*PROBLEM DESCRIPTION*
Pick out every line of the items that contains the string "snow", and copy each one. Case counts.

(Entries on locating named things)
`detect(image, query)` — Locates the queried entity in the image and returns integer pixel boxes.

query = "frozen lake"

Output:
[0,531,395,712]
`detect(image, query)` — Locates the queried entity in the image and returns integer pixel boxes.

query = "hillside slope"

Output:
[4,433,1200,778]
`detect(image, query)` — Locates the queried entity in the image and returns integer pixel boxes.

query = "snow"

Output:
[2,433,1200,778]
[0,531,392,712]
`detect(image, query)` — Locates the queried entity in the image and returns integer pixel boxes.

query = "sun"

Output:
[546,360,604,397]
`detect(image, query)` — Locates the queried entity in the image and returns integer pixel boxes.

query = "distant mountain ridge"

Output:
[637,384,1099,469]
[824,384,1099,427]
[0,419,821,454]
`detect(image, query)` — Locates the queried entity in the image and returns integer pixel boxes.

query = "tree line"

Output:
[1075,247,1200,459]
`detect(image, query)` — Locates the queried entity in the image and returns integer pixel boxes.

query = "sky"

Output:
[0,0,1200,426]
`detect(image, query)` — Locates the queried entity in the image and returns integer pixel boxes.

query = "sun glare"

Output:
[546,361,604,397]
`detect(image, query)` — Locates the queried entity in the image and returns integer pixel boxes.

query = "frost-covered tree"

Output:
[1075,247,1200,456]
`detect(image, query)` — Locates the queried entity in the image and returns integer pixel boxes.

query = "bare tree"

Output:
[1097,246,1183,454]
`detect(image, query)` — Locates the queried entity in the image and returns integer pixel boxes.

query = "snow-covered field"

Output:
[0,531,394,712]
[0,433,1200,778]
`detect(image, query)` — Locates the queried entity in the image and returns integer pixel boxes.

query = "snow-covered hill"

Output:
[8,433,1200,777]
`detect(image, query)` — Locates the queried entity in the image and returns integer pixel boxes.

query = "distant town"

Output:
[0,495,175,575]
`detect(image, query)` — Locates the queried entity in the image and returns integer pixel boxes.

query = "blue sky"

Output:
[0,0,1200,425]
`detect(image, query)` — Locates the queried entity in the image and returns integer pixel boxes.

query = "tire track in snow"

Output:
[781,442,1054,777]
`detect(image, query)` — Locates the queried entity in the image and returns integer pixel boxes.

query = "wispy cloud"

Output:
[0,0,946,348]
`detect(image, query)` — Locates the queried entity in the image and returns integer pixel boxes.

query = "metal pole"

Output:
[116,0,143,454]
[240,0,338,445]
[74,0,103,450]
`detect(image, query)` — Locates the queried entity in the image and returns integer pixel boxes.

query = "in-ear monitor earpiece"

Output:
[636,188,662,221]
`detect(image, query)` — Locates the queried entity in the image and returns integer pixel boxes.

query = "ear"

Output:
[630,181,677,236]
...
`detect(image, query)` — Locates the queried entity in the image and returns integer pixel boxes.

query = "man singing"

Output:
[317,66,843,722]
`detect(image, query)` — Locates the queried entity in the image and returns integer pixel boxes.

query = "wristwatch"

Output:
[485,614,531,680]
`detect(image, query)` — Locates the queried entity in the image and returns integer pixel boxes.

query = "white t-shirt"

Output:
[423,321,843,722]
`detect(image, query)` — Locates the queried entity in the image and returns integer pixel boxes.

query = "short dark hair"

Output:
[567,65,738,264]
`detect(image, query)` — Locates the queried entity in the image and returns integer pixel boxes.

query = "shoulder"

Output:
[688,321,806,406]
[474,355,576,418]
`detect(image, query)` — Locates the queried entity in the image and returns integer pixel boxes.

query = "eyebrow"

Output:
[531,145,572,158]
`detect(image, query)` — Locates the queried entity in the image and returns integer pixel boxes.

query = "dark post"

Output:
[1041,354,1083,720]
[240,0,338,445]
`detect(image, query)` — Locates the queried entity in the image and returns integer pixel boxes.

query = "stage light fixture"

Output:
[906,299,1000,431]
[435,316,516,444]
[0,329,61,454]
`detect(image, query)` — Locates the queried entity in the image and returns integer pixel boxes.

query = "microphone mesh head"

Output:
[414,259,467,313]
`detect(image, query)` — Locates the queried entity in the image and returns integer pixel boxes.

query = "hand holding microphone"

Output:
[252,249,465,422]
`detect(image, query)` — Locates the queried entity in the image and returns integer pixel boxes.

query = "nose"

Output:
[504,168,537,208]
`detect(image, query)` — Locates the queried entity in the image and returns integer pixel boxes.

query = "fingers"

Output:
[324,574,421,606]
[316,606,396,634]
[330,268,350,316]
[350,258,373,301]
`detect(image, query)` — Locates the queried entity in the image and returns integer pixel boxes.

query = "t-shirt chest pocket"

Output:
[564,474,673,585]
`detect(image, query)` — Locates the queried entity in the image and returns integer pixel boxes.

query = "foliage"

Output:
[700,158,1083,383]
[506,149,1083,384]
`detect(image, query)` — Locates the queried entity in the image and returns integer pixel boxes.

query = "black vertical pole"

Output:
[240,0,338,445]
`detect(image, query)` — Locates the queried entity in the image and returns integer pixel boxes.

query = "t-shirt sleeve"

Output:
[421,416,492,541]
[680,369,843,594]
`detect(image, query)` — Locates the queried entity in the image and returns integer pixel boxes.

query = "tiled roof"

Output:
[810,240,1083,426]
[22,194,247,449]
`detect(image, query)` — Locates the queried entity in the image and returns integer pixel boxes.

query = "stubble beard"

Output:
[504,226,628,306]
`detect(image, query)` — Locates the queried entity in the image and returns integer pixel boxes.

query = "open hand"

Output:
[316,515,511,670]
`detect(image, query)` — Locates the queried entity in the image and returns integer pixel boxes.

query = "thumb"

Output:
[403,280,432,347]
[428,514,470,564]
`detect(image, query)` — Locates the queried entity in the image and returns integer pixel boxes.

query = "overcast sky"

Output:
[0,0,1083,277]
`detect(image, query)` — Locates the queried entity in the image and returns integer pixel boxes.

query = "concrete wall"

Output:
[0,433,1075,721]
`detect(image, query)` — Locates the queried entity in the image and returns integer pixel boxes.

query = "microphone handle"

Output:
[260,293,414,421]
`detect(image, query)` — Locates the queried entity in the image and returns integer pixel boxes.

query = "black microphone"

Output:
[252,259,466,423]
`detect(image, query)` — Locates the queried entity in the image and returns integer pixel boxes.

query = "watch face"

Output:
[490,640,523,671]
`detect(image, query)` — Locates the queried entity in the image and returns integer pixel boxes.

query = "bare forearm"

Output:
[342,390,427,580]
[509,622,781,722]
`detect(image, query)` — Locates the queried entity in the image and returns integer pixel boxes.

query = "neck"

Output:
* * *
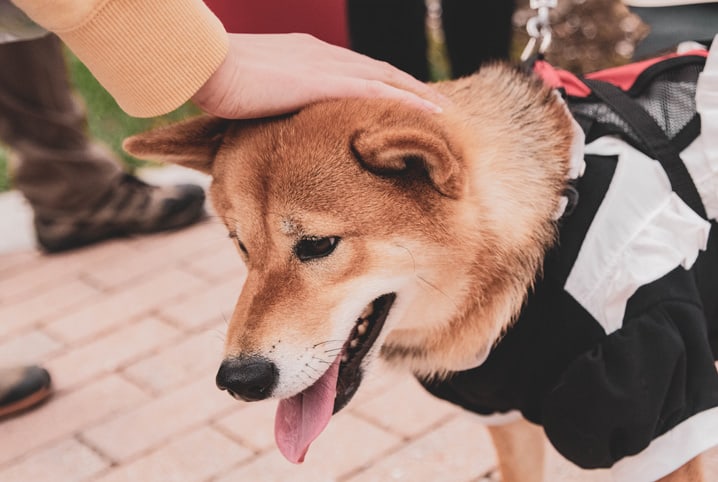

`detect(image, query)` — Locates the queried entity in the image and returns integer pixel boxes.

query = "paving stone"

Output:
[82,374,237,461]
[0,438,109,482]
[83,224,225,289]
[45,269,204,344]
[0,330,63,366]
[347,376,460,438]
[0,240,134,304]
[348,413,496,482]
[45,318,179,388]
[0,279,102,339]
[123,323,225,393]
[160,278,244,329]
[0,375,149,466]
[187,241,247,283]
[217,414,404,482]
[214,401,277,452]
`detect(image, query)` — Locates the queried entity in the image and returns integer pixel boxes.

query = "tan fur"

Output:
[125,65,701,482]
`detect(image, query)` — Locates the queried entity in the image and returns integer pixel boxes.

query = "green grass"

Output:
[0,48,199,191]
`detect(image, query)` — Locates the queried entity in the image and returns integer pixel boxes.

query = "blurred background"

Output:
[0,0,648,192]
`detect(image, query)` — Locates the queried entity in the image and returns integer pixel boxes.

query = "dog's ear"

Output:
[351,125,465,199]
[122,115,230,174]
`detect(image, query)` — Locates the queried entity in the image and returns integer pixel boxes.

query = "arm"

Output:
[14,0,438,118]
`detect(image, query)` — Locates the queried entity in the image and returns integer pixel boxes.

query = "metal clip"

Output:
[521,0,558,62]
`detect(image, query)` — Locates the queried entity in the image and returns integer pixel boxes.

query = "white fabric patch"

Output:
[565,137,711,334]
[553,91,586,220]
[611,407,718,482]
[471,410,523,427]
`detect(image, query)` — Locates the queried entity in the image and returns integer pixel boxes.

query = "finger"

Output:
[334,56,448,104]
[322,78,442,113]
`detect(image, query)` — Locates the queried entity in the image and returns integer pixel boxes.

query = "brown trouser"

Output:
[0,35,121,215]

*RIGHT ANSWER*
query = "snow"
query = "snow-covered field"
query = "snow-covered hill"
query = "tire track in snow"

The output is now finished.